Passage to read -
Thursday August 1, 2013

Desertification refers to the expansion of deserts, or the conversion of non-desert land into desert. This process can take place naturally or can be greatly enhanced by human activity, such as excessive water usage.

When desertification is the result of natural causes, the process usually follows the steps of drought, land degradation, desertification. In researching desertification, almost all of the trends that I found were related to the human influence from excessive water use—which by the way has been constantly increasing for years mainly due to excessive irrigation and water consumption. In order to focus my search more on the climate change cause, I expanded my searches to drought trends.

According to the Environmental Protection Agency, the incidence of drought has remained fairly constant in the United States over the past 100 years. When one looks at the Palmer Drought Severity Index (PDSI), which is the most commonly method of assessing drought, there have been several dry periods in the last century but also considerable wet periods. Overall it is hard to establish a strong national trend that lasts more than a few decades. However, since the 1980’s the US has been on a general “drying” trend.


When considering global trends, many of the sites that I referenced referred to a 2012 Princeton University and Australian National University study that suggested that the PDSI, which was developed for use in the American Midwest, actually overestimated the extent of global drought. The authors, who all seemed to be credible in their fields relating to Environmental Engineering and Water Resources, conducted a new analysis considering aspects such as wind speed, solar and infrared radiation, and humidity. The result showed less global drought than previously estimated, however, there is still a strong overall drying trend related to global drought… particularly across the Europe, African continent, and eastern Asia.


This study represented the extent of the disagreement regarding droughts and climate change that I could find. Opposed to it being a question of whether or not global drought would become more severe, the question was how severe it would become. According to a summary published (I couldn't find a full text of the actual study), the new analysis suggests that the extent of drought would increase at a rate of about one 7th the value projected by the Intergovernmental Panel on Climate Change in 2007. While I feel that the authors are well established in their field and are fairly reputable, I feel that between the number of initial web returns relating to the study and the seemingly doubtful tone that they cast on the future of global droughts, the discrepancy should be taken with a grain of salt.

Directive A - In the passage on desertification and drought, which two universities carried out the 2012 study of the Palmer Drought Severity Index?
Directive B - Carry on the passage on desertification and drought from its last sentence.

Extracted information -
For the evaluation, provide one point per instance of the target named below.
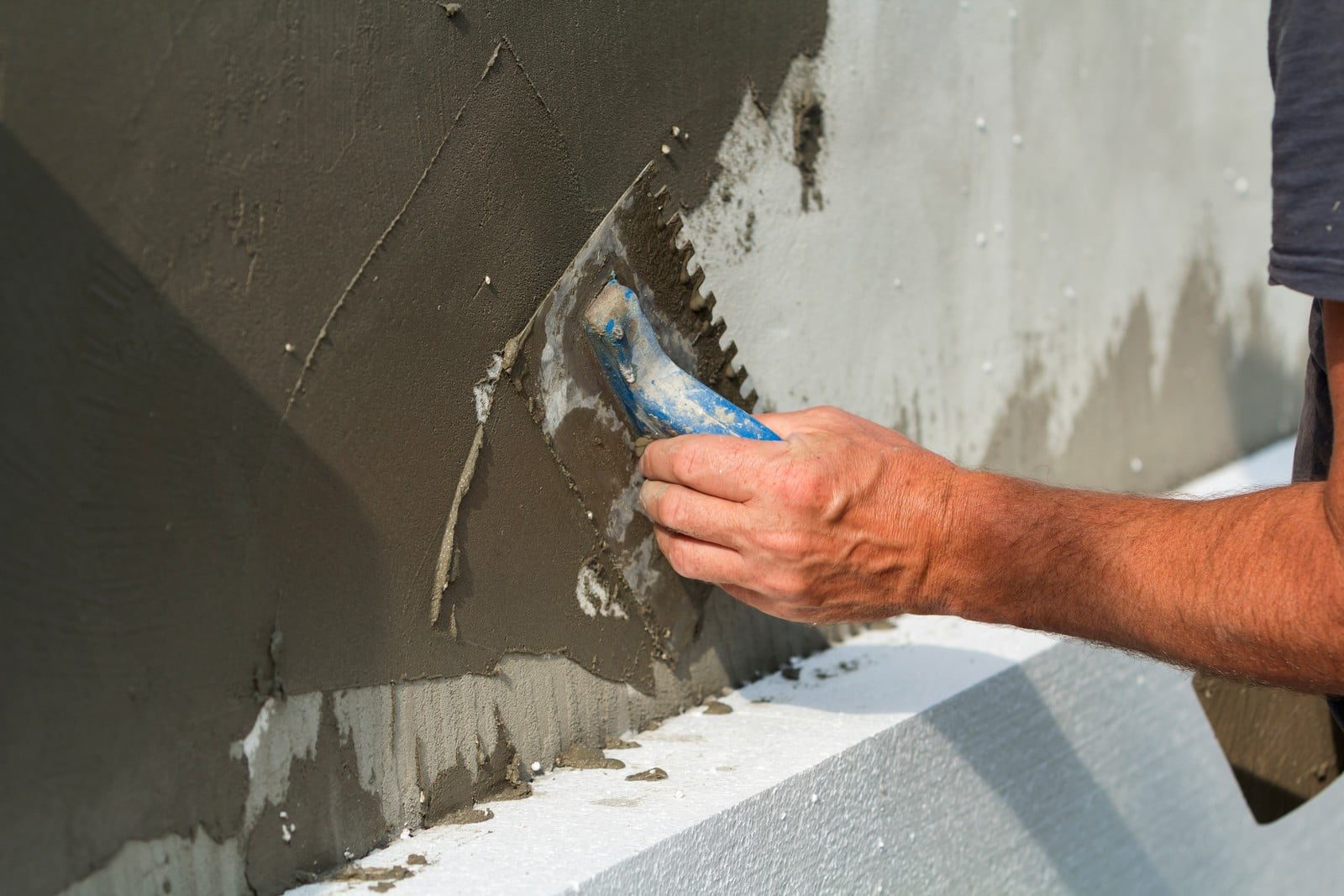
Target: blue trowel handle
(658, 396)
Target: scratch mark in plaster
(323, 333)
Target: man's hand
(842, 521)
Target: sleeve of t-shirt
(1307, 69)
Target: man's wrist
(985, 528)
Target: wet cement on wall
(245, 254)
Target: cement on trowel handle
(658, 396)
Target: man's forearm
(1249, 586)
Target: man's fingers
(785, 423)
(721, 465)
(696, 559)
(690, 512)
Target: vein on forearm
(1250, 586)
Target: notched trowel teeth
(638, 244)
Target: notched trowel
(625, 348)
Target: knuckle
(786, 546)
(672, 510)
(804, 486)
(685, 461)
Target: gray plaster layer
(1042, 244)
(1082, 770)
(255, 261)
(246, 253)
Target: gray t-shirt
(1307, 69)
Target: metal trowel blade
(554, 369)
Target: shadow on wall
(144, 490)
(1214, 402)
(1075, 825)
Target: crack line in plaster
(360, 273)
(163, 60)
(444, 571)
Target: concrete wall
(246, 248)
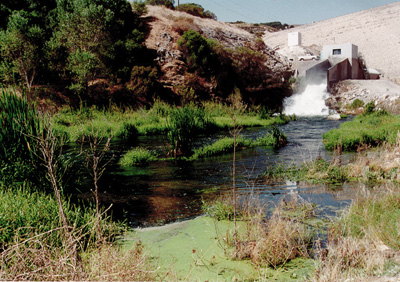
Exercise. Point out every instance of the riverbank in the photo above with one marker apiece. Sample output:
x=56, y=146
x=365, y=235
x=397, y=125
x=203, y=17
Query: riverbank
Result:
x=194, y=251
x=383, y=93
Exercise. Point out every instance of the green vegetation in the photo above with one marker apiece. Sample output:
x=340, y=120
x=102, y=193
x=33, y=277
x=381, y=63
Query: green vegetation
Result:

Task answer A - Princeton University and Australian National University.

Task answer B -
A similar analysis by the US Department of agriculture presented in the form of a detailed map reveals that the areas most at risk of desertification are regions that currently border major deserts (much of Africa and the middle east), as well as areas that are accustomed to semi-permanent snow pack (the Rockies and Western US). I am inferring, the fact that the American west is at significant risk for desertification to be related to the loss of glaciers and snow pack resulting in a much drier local climate. This has the potential to lead to significant changes in local ecosystems as less water reserves in glaciers leads to drier soils, which in turn can completely affect the local vegetation throughout the local watershed. It can also affect how the local region responds to the normal rains/snow/heatwaves that it experiences.


While there is some discrepancy over the extent of future droughts, it is generally accepted that the severity and length of droughts that do occur is getting worse. The main impacts that result from droughts are economic, agricultural, and social:

The impacts of increasing global drought in the coming years will have a huge impact on human life.
Firstly, droughts are extremely costly… in the past decades droughts and heatwaves have cost over $60 Billion dollars nationally. Additionally last year’s drought (which has actually continued into this summer) was the most extensive drought since the dust bowl, and cost $30 billion dollars alone.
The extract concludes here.